> **WHAT TO PRODUCE**:
All of the entries below need repeating exactly, apart from their images.
══════
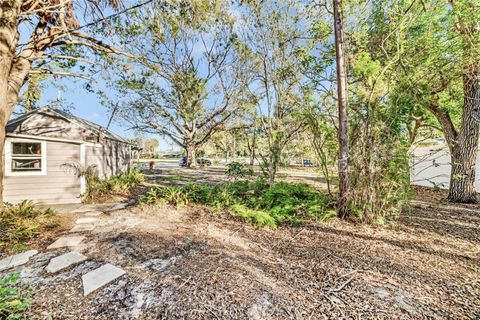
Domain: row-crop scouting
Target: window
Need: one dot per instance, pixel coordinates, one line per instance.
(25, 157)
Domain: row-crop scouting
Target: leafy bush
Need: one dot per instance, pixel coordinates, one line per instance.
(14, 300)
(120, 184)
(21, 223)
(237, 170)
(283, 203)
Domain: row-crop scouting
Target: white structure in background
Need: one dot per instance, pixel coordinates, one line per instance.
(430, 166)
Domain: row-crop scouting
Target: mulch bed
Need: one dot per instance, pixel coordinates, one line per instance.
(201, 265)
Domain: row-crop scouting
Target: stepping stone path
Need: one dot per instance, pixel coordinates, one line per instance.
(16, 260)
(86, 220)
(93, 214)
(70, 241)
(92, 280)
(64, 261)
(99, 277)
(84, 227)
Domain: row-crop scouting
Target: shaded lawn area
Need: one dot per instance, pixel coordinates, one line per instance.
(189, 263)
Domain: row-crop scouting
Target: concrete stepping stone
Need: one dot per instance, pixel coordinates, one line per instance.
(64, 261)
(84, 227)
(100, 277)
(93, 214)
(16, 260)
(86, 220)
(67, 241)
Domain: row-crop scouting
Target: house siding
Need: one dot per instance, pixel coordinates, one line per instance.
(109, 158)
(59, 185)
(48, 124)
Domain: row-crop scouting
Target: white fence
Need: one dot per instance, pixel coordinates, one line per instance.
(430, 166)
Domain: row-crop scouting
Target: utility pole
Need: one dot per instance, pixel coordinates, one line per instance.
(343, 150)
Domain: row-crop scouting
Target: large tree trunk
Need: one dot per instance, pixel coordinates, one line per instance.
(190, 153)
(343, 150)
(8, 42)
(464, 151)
══════
> **WRITTEN RESPONSE**:
Domain: row-crop scouting
Target: window
Need: one dot per instance, pixel coordinates, one line per instance.
(25, 157)
Domain: row-crop scouting
Target: leafy bush
Need: one dot per instance, pixel coordinates, one line per instance.
(14, 300)
(120, 184)
(21, 223)
(237, 170)
(283, 203)
Domain: row-crop scouting
Target: white structure in background
Need: one dot per instance, pixel coordinates, one line per instance.
(430, 166)
Domain: row-crop scouting
Target: mulch bed
Need: one dot per instance, pixel coordinates, one line per instance.
(201, 265)
Domain: row-crop scouting
Target: stepping stone path
Need: one dot per instance, pixel coordinates, one line per instance.
(16, 260)
(86, 220)
(93, 214)
(70, 241)
(92, 280)
(64, 261)
(99, 277)
(84, 227)
Domain: row-crop scouting
Target: shaded lawn area
Need: one dot per instance, pixel coordinates, one line per instance.
(189, 263)
Domain: row-crop scouting
Target: concrete stepping stone
Need: one dot per instance, pixel coordinates, one line per instance.
(64, 261)
(84, 227)
(100, 277)
(93, 214)
(16, 260)
(86, 220)
(67, 241)
Domain: row-crop scouting
Target: house siding
Need: one dot per instance, pixel coordinates, one line per instance.
(109, 158)
(59, 185)
(48, 124)
Domain: row-crop scouting
Target: white fence
Need: one dot per instance, pixel coordinates, one line per instance.
(430, 166)
Domain: row-crop scouting
Target: utility pole
Need: one dot per instance, pixel coordinates, one line per instance.
(343, 150)
Domain: row-crop scouting
Target: large tree trunk
Need: one dot per instance, pixel coordinates, one line per instance.
(190, 153)
(343, 150)
(8, 42)
(464, 151)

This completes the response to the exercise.